* **GIVEN PROBLEM**:
Copy the data below word for word, from the very start through the line containing "(88, 149), (247, 548)", with both ends included.
---------------
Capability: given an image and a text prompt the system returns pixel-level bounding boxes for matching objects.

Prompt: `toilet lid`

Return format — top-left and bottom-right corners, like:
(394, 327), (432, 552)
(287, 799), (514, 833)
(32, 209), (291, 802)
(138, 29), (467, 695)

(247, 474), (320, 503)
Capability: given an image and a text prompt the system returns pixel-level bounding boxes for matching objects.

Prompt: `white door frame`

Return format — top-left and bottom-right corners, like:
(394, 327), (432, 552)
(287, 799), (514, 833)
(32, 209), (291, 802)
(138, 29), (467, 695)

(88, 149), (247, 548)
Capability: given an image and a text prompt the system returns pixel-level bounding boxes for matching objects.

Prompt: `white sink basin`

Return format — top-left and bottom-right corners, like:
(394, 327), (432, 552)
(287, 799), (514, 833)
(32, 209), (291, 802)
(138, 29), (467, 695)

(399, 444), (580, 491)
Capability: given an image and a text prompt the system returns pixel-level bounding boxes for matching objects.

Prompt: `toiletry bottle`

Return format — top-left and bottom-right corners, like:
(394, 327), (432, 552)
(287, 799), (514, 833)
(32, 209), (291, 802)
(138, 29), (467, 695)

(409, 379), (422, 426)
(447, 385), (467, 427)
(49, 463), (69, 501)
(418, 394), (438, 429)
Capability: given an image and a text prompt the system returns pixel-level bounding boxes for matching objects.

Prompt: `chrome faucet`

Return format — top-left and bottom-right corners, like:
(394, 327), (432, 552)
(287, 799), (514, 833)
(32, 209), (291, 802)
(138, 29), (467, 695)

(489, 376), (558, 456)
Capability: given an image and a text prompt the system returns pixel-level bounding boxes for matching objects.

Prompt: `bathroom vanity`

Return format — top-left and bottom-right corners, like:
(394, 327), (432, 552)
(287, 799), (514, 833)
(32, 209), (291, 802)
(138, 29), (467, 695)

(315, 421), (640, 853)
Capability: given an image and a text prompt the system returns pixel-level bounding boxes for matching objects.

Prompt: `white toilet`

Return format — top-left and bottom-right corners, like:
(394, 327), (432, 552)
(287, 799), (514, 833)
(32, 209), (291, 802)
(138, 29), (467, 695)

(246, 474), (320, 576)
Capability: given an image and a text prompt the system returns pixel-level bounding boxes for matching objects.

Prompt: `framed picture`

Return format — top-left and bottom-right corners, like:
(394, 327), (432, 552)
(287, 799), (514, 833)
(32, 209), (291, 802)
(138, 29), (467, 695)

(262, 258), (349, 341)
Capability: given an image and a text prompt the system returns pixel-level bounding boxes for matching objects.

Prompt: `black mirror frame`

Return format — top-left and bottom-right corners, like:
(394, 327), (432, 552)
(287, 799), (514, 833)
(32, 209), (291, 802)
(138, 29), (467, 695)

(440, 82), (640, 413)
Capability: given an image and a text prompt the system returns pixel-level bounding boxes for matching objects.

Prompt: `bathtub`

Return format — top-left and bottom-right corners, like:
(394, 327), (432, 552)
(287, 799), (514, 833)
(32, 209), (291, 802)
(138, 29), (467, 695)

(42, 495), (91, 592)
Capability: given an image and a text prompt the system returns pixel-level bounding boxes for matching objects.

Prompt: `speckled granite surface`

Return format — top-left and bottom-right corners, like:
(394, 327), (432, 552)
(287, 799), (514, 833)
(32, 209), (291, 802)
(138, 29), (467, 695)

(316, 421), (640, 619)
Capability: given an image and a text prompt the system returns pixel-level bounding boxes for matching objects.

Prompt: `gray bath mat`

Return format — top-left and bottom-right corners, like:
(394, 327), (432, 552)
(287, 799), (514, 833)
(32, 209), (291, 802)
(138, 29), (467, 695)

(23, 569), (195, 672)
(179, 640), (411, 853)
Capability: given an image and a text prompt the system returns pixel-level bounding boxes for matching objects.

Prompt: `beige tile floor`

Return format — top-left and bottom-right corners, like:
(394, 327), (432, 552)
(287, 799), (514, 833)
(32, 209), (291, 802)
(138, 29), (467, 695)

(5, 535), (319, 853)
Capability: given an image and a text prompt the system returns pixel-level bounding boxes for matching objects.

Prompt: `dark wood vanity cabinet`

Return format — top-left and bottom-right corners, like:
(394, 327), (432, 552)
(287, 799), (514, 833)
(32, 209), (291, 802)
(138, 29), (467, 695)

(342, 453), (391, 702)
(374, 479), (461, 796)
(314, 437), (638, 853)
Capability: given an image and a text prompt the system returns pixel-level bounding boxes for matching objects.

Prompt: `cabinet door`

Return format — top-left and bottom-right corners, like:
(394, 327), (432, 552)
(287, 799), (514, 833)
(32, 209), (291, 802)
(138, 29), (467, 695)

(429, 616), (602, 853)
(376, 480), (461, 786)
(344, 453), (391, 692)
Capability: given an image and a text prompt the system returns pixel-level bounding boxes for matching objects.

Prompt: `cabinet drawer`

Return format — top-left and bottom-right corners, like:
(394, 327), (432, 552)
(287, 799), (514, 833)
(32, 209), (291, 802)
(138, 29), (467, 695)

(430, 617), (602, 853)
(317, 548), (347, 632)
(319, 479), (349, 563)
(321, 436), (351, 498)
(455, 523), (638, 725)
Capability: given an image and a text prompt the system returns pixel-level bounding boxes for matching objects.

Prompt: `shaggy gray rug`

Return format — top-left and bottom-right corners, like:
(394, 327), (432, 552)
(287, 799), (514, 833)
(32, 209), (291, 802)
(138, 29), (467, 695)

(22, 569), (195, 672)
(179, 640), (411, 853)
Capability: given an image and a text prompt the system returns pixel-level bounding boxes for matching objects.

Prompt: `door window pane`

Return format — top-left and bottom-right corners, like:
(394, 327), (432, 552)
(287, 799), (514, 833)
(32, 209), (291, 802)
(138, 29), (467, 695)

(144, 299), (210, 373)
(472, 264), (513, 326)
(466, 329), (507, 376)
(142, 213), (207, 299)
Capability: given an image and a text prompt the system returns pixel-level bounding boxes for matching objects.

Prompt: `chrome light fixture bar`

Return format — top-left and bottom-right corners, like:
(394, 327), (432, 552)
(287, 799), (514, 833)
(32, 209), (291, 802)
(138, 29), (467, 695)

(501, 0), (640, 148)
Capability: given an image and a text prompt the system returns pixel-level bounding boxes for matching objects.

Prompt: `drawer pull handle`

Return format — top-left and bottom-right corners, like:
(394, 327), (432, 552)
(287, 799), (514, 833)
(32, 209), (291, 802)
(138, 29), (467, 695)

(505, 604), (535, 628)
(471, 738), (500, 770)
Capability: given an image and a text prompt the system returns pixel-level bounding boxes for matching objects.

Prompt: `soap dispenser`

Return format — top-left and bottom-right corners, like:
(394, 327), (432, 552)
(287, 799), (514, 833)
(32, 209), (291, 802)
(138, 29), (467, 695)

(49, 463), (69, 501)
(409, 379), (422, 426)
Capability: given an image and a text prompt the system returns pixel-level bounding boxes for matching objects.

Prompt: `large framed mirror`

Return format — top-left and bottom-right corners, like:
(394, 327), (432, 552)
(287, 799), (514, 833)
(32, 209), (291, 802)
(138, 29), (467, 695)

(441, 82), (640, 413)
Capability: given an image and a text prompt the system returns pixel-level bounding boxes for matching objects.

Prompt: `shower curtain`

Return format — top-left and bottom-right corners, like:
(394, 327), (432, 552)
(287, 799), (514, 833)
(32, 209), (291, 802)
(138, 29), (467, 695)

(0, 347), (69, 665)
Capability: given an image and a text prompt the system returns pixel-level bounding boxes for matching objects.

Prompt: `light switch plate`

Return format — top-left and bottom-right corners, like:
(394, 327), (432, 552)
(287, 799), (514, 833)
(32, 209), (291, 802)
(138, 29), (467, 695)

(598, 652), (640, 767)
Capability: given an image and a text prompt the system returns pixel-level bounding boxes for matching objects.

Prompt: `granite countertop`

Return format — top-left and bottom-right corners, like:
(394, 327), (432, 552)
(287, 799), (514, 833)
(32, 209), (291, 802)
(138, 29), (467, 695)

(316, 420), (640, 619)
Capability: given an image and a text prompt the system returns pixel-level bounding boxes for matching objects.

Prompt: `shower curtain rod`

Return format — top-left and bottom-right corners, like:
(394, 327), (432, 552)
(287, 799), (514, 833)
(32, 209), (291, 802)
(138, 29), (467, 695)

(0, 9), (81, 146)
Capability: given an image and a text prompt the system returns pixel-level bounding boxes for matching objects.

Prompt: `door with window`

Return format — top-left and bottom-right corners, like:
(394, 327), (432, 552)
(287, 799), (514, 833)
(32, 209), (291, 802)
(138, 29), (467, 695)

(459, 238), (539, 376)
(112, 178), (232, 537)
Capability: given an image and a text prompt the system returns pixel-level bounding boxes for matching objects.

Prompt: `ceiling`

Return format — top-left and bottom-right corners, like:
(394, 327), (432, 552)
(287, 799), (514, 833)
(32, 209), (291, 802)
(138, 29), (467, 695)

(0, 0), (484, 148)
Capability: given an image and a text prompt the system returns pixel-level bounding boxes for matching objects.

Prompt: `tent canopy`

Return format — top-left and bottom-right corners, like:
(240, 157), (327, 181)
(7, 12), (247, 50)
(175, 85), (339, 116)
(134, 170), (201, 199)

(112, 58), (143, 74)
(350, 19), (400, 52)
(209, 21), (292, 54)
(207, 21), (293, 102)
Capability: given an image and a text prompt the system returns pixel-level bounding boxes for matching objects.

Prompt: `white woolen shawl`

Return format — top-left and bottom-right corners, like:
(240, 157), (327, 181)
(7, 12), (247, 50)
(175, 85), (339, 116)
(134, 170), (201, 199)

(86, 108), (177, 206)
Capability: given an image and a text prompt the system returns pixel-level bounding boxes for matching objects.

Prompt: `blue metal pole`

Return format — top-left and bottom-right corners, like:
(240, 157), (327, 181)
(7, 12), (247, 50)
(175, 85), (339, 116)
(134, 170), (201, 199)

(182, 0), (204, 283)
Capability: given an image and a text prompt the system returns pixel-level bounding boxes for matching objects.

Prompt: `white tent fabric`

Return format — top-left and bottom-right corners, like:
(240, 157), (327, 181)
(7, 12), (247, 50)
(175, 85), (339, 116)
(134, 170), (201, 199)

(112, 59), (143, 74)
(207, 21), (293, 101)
---------------
* **COMPLETE RESPONSE**:
Capability: given an image and a text prompt the system returns pixel-level bounding boxes for matching objects.

Prompt: `toilet lid`

Return format — top-left and bottom-right corners, like:
(394, 327), (432, 552)
(287, 799), (514, 833)
(32, 209), (291, 802)
(138, 29), (467, 695)

(247, 474), (320, 503)
Capability: given an image and a text prompt the system returns pixel-level bounding boxes for matching objects.

Prompt: `white door frame`

Return format — top-left and bottom-right corners, like:
(394, 327), (432, 552)
(287, 799), (514, 833)
(32, 209), (291, 802)
(138, 29), (467, 695)

(88, 149), (247, 548)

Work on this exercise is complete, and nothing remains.